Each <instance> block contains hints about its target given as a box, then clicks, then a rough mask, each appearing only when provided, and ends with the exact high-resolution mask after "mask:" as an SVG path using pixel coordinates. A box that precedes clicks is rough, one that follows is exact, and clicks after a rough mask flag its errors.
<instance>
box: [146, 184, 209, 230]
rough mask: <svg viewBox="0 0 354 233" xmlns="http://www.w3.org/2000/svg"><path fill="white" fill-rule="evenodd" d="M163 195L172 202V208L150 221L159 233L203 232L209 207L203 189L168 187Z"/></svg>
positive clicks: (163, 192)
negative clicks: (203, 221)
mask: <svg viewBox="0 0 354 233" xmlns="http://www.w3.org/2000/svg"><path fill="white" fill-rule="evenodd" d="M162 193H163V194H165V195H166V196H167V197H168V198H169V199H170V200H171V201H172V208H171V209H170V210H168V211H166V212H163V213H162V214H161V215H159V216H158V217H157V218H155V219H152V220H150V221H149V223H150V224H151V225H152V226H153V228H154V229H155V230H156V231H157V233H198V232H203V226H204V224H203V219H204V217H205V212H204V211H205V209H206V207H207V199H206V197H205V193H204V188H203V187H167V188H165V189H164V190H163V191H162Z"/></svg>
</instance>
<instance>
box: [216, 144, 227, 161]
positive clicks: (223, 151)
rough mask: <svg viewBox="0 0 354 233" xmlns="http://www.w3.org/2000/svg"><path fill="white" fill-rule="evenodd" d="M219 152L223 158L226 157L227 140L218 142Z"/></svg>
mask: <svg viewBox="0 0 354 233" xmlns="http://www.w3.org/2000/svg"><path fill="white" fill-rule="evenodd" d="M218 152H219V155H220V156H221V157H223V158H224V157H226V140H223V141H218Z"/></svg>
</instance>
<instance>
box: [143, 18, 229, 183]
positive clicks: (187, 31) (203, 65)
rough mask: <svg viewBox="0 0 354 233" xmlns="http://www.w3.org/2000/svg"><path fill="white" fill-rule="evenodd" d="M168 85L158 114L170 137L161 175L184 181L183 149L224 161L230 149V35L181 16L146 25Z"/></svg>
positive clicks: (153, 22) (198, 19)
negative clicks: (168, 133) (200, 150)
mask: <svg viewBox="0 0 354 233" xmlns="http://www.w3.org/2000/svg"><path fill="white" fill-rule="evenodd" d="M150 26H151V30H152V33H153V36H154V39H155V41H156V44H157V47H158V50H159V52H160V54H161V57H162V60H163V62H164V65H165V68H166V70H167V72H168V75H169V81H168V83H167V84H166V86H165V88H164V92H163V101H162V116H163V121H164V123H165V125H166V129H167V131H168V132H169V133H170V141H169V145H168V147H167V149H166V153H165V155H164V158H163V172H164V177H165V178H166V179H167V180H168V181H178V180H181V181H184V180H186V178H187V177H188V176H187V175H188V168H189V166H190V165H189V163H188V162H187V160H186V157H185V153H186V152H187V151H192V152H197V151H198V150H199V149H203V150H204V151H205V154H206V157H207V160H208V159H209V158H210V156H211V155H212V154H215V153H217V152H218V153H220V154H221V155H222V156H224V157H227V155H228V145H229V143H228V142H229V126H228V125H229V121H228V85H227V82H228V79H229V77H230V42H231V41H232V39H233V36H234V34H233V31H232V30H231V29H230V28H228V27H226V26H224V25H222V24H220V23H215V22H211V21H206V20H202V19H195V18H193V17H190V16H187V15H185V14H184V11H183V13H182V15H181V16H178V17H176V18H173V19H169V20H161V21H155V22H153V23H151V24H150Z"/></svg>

____________________

# What the exercise asks:
Copy all of the material above, replacing every "rough mask" with "coarse mask" and leaving everything else unchanged.

# Answer for this exercise:
Each <instance> block contains hints about its target given as a box, then clicks, then a coarse mask, each appearing only when provided, and ends with the exact high-resolution mask after "mask:" as an SVG path using pixel coordinates. A box that precedes clicks is rough, one that follows is exact, and clicks after a coarse mask flag its errors.
<instance>
box: [146, 184, 209, 230]
coarse mask: <svg viewBox="0 0 354 233" xmlns="http://www.w3.org/2000/svg"><path fill="white" fill-rule="evenodd" d="M163 195L172 202V208L150 221L159 233L203 232L209 207L203 189L168 187Z"/></svg>
positive clicks: (163, 192)
negative clicks: (203, 221)
mask: <svg viewBox="0 0 354 233" xmlns="http://www.w3.org/2000/svg"><path fill="white" fill-rule="evenodd" d="M162 193H163V194H165V195H166V196H167V197H168V198H169V199H170V200H171V201H172V208H171V209H170V210H168V211H166V212H163V213H162V214H161V215H159V216H158V217H157V218H155V219H152V220H150V221H149V223H150V224H151V225H152V226H153V228H154V229H155V230H156V231H157V233H198V232H203V226H204V224H203V219H204V217H205V212H204V211H205V209H206V207H207V199H206V197H205V193H204V188H203V187H167V188H165V189H164V190H163V191H162Z"/></svg>
</instance>
<instance>
box: [216, 144, 227, 161]
positive clicks: (223, 151)
coarse mask: <svg viewBox="0 0 354 233" xmlns="http://www.w3.org/2000/svg"><path fill="white" fill-rule="evenodd" d="M219 152L223 158L226 157L227 140L218 142Z"/></svg>
mask: <svg viewBox="0 0 354 233" xmlns="http://www.w3.org/2000/svg"><path fill="white" fill-rule="evenodd" d="M218 152H219V155H220V156H221V157H223V158H224V157H226V140H223V141H218Z"/></svg>
</instance>
<instance>
box: [143, 18, 229, 183]
positive clicks: (187, 31) (203, 65)
coarse mask: <svg viewBox="0 0 354 233" xmlns="http://www.w3.org/2000/svg"><path fill="white" fill-rule="evenodd" d="M168 85L158 114L170 137L161 175L184 181L183 149L224 161L230 149V35L181 16L146 25Z"/></svg>
positive clicks: (153, 22) (198, 19)
negative clicks: (168, 133) (200, 150)
mask: <svg viewBox="0 0 354 233" xmlns="http://www.w3.org/2000/svg"><path fill="white" fill-rule="evenodd" d="M150 26H151V30H152V33H153V36H154V39H155V41H156V44H157V47H158V50H159V52H160V54H161V57H162V60H163V62H164V65H165V68H166V70H167V72H168V75H169V81H168V83H167V84H166V86H165V88H164V92H163V101H162V116H163V121H164V123H165V125H166V129H167V131H168V132H169V133H170V141H169V145H168V147H167V149H166V153H165V155H164V158H163V172H164V177H165V178H166V179H167V180H168V181H178V180H181V181H184V180H186V178H187V177H188V176H187V175H188V168H189V166H190V165H189V163H188V162H187V160H186V157H185V153H186V152H187V151H192V152H197V151H198V150H199V149H203V150H204V151H205V154H206V157H207V160H208V159H209V158H210V156H211V155H212V154H215V153H217V152H218V153H220V154H221V155H222V156H224V157H227V155H228V145H229V143H228V142H229V126H228V125H229V121H228V85H227V82H228V79H229V77H230V42H231V41H232V39H233V36H234V34H233V31H232V30H231V29H230V28H228V27H226V26H224V25H222V24H220V23H215V22H211V21H206V20H202V19H195V18H193V17H190V16H187V15H185V14H184V11H183V13H182V15H181V16H178V17H176V18H173V19H169V20H161V21H155V22H153V23H151V24H150Z"/></svg>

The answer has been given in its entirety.